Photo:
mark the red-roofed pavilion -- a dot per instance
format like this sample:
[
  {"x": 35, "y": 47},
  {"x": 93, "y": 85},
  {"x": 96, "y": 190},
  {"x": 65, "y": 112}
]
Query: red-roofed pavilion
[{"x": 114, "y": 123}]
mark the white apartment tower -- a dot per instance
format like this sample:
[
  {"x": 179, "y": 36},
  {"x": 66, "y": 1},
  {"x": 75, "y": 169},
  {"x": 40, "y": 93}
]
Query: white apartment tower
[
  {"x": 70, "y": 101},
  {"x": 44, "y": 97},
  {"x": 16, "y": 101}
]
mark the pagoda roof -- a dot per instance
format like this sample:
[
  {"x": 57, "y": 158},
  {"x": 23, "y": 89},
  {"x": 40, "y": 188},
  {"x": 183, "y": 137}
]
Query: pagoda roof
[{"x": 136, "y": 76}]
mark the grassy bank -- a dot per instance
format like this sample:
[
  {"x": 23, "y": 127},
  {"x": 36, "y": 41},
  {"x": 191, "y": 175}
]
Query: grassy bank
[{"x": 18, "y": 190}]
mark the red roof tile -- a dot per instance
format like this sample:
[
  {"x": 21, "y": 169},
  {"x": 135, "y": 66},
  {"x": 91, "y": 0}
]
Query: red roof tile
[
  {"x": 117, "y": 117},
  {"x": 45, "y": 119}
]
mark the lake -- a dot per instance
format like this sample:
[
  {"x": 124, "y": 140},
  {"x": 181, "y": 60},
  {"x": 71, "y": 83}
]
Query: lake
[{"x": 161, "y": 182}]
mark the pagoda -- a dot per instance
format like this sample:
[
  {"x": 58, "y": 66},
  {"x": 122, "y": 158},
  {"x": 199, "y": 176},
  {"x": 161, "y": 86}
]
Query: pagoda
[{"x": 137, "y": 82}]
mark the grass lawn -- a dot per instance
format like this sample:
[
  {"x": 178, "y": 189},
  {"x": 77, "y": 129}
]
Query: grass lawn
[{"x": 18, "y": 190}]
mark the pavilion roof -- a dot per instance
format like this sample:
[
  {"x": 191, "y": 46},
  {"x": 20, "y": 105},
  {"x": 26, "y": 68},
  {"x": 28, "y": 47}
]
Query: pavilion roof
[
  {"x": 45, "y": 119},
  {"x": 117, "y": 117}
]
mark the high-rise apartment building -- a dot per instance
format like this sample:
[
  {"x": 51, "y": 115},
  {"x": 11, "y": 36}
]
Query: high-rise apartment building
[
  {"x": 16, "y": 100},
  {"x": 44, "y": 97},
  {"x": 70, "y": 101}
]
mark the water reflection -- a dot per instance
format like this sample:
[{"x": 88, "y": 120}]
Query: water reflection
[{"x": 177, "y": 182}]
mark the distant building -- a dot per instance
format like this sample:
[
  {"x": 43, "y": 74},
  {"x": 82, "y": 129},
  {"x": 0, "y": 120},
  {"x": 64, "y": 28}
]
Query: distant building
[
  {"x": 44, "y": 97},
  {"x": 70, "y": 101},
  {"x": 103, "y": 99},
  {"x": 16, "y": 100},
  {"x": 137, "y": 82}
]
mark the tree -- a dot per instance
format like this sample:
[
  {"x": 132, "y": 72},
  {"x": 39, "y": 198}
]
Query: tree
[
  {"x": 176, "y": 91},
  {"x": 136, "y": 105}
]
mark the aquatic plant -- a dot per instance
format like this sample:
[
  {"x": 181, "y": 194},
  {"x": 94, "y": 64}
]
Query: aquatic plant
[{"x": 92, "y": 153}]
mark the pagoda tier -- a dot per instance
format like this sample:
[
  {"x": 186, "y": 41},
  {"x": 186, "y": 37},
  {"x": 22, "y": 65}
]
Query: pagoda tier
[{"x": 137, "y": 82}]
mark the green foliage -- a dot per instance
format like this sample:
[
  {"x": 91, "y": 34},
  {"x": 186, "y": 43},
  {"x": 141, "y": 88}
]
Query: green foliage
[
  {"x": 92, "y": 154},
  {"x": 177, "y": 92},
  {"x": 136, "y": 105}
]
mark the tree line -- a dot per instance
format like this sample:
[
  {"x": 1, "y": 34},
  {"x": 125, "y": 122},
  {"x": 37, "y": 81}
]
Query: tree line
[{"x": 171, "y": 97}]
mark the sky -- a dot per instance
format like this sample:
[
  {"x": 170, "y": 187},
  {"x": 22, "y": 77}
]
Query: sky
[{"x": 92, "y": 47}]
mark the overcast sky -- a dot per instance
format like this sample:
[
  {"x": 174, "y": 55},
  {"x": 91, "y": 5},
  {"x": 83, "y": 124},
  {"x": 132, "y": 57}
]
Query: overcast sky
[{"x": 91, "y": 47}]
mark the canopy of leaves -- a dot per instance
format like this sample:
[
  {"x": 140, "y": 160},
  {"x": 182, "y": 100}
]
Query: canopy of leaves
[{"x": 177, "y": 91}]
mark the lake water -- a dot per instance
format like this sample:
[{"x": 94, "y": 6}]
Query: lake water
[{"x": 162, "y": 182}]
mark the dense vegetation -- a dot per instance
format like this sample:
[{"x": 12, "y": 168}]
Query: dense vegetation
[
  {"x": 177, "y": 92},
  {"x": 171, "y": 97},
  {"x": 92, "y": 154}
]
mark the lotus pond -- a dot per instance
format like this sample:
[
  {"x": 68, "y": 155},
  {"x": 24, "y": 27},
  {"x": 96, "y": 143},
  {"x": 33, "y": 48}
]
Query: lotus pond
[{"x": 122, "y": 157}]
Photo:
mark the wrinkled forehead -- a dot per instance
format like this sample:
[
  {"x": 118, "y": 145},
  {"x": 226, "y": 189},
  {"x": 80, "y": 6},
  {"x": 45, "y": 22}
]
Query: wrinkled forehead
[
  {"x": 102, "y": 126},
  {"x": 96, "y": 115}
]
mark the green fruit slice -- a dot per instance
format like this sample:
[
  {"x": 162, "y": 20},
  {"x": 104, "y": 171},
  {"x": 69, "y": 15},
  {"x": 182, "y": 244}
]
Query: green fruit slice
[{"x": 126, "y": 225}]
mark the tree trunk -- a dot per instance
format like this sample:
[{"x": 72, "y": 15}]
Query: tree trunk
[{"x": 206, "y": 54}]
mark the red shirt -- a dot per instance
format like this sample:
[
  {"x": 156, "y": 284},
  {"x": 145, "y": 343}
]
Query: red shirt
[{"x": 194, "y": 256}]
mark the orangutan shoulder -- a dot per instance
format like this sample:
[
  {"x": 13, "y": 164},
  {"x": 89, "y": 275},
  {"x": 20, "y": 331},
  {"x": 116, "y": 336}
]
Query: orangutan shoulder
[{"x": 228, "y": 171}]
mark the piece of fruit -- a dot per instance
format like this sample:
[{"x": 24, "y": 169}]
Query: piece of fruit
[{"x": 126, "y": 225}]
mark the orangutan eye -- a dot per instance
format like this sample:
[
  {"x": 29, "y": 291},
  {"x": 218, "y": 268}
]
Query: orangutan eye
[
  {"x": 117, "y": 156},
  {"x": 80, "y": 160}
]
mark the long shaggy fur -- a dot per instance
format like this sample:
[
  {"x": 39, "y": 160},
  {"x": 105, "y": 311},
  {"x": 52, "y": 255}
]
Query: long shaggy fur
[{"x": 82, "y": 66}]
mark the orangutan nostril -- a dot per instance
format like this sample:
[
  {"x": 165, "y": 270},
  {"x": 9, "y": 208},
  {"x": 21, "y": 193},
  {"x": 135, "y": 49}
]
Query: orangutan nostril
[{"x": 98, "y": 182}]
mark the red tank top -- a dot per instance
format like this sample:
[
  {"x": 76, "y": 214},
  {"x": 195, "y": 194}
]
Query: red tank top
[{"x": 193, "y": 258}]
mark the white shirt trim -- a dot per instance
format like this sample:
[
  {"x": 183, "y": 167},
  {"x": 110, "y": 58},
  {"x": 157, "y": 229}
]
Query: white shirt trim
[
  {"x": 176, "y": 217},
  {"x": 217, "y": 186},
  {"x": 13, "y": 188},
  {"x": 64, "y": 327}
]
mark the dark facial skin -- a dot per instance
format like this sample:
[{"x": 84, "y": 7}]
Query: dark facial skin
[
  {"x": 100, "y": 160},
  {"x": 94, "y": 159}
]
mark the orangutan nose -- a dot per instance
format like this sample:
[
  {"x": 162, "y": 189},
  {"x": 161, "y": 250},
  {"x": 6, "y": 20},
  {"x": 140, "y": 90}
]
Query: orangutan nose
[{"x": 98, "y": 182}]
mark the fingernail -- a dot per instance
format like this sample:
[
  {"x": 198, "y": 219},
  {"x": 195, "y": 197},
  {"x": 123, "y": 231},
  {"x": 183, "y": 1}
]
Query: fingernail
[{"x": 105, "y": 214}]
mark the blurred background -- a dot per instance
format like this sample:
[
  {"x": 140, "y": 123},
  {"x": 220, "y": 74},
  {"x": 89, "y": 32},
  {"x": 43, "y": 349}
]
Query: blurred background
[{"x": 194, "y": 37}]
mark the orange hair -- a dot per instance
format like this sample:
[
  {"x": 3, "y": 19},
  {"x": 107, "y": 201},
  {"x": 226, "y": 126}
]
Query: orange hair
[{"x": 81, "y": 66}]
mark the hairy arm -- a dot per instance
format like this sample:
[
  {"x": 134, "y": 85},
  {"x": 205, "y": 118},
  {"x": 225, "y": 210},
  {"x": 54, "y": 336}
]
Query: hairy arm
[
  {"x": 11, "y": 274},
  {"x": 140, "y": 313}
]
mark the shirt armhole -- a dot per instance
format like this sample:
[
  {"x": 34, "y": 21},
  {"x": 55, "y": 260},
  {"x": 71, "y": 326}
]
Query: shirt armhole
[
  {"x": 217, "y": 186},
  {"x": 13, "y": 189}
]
--
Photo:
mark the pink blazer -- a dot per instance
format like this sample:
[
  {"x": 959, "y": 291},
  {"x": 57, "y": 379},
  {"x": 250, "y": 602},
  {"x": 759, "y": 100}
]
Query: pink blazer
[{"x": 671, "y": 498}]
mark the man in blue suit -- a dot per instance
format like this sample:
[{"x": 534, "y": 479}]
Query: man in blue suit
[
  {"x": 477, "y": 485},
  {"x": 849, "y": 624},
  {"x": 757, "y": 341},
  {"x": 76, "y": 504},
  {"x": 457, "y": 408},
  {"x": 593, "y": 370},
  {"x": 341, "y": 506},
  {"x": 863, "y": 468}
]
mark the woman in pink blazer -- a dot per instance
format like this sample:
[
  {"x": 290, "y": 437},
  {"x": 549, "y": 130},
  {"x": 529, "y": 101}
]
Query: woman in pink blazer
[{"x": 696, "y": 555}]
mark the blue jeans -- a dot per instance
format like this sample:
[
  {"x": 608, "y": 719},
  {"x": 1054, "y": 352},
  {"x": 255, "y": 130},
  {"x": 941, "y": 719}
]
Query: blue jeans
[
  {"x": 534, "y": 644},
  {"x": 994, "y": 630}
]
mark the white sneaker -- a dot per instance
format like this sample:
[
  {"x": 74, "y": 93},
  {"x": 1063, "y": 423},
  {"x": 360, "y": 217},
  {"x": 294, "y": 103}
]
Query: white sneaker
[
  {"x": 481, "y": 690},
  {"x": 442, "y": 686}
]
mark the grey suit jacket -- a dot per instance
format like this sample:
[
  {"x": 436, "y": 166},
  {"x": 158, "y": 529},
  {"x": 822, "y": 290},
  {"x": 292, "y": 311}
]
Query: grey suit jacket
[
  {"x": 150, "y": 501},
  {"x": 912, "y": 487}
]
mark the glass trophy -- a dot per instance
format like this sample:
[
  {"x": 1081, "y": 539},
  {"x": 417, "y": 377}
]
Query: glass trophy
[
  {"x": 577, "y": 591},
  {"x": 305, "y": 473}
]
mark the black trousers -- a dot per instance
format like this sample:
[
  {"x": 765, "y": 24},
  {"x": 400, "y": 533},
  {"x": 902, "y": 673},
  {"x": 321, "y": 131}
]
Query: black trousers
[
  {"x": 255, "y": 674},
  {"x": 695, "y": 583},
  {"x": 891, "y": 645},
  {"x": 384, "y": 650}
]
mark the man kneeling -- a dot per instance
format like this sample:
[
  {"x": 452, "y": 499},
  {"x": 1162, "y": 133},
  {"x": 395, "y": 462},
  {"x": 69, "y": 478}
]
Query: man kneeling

#### Your instructions
All lines from the listing above that include "kneeling" should be shown.

#### Expected output
mark the man kneeling -- a dot per instance
Query: man kneeling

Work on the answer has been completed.